*Complete the following*.
A – In the biomarker modeling question, how many variables does the poster have in total?
B – Copy the part of the biomarker modeling question between "Then I write" and "B1_2, and B1_3).", inclusive, word for word.
C – According to the biomarker modeling question, why does the poster wonder whether the poorly modeled correlations in the residual matrix matter?

### Selected passage ###

I've been trying to determine the time ordering of events for some biomedical data. Suppose I have two variables (biomarker A and biomarker B), each measured at three timepoints (for a total of six variables). I have one model where biomarker A causes biomarker B. I write this model as follows:
mat = data.frame(matrix(c(
"B1_1", "B1_2", 1, .2,
"B1_2", "B1_3", 1, .2, #### biomarkers 1 cause themselves across time
"B2_1", "B2_2", 1, .2,
"B2_2", "B2_3", 1, .2, #### biomarkers 2 cause themselves across time
"B1_1", "B2_2", 1, .2,
"B1_2", "B2_3", 1, .2 #### biomarker 1 causes biomarker 2 across time
), ncol=4, byrow=TRUE), stringsAsFactors=F)
paths = mxPath(from=mat[,1], to=mat[,2], arrows=as.numeric(mat[,3]), values=as.numeric(mat[,4]), labels=paste(mat[,1], "to", mat[,3], sep=""), free=T)
Then I write the opposite model (where biomarkers 2 cause biomarkers 1). When I fit both models, the RMSEA is quite good for one model and poor for the other model. However, when I look at the residual matrix, neither looks very good. (In particular, the correlations between B2_1, B2_2, and B2_3/B1_1, B1_2, and B1_3).
So here's my question: If I'm only interested in determining which causal relationship is better supported by the data, should I even care that some aspect of the correlation matrix (the ones unimportant to my substantive question) are not well modeled? Am I still safe in saying that one causal structure is more likely than the other?

### Source data ###

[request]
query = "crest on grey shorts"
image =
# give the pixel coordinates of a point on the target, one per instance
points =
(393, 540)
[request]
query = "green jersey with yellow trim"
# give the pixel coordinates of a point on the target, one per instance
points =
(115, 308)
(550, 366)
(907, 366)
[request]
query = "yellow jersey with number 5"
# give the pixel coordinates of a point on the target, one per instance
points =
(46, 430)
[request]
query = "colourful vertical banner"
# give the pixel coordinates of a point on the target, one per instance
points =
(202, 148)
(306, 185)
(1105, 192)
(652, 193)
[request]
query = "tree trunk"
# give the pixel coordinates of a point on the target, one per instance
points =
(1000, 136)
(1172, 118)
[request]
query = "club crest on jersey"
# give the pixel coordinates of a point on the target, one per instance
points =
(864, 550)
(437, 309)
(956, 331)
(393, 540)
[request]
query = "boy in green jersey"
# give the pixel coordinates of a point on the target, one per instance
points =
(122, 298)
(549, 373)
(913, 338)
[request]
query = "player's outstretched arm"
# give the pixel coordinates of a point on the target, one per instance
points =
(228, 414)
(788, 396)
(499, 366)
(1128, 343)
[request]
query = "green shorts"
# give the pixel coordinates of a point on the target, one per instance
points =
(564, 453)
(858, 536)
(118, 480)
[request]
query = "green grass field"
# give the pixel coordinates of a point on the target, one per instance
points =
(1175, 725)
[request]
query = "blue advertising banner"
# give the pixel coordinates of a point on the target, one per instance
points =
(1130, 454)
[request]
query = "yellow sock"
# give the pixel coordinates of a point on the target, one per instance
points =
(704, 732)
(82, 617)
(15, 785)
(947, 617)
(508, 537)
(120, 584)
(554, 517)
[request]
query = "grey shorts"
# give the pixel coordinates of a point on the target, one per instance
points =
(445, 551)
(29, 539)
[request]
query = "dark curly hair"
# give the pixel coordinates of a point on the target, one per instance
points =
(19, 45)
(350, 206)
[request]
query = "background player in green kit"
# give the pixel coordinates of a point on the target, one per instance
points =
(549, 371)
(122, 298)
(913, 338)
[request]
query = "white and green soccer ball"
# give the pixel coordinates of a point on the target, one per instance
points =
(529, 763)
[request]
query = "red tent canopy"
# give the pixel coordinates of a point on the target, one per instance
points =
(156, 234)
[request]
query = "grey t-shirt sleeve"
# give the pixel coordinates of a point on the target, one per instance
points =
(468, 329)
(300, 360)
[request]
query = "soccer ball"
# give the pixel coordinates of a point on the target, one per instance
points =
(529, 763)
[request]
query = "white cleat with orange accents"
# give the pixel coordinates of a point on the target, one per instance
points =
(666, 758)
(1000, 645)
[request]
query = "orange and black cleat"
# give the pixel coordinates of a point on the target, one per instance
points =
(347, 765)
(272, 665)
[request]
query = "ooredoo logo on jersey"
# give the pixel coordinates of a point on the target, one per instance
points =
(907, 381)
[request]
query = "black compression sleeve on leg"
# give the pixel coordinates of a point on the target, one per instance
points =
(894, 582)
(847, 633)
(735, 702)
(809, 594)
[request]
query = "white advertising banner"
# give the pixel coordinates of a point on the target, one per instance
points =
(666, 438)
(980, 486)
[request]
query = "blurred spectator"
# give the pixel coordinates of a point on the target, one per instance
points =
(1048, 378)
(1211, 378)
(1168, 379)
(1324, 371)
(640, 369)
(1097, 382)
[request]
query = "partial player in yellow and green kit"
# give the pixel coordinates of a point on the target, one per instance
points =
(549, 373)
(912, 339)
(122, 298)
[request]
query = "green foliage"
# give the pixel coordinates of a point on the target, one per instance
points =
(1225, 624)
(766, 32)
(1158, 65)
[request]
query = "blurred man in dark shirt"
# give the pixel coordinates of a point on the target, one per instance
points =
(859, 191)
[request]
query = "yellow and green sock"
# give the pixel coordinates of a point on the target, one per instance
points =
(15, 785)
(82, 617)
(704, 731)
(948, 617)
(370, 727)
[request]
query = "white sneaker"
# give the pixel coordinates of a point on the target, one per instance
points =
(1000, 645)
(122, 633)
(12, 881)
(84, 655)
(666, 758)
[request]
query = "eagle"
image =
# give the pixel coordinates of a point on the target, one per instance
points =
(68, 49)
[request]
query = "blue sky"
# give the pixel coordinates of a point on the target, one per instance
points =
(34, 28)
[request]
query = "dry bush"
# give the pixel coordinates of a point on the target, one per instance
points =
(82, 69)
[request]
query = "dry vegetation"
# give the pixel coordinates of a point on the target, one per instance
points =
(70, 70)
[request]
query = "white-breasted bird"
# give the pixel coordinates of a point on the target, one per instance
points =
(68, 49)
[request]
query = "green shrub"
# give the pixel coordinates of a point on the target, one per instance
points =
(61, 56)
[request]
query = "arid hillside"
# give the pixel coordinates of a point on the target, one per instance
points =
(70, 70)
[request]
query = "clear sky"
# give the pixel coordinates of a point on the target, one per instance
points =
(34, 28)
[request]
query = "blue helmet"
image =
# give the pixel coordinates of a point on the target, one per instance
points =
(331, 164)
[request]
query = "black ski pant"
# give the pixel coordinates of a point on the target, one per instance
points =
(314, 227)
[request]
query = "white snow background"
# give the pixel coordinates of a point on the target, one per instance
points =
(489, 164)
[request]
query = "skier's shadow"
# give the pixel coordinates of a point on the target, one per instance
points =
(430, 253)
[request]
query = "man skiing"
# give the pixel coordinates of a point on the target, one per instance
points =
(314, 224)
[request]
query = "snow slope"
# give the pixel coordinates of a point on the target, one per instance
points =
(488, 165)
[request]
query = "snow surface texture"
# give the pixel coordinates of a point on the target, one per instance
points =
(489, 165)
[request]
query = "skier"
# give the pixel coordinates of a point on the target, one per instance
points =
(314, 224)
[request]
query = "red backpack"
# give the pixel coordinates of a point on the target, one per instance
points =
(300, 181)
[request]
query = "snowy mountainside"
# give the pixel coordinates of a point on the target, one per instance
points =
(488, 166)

###

*Results of the exercise*.
A – Six: two biomarkers, each measured at three timepoints.

B –
Then I write the opposite model (where biomarkers 2 cause biomarkers 1). When I fit both models, the RMSEA is quite good for one model and poor for the other model. However, when I look at the residual matrix, neither looks very good. (In particular, the correlations between B2_1, B2_2, and B2_3/B1_1, B1_2, and B1_3).

C – The poster is interested only in determining which causal relationship the data better support. The poorly modeled correlations are ones the poster considers unimportant to that substantive question.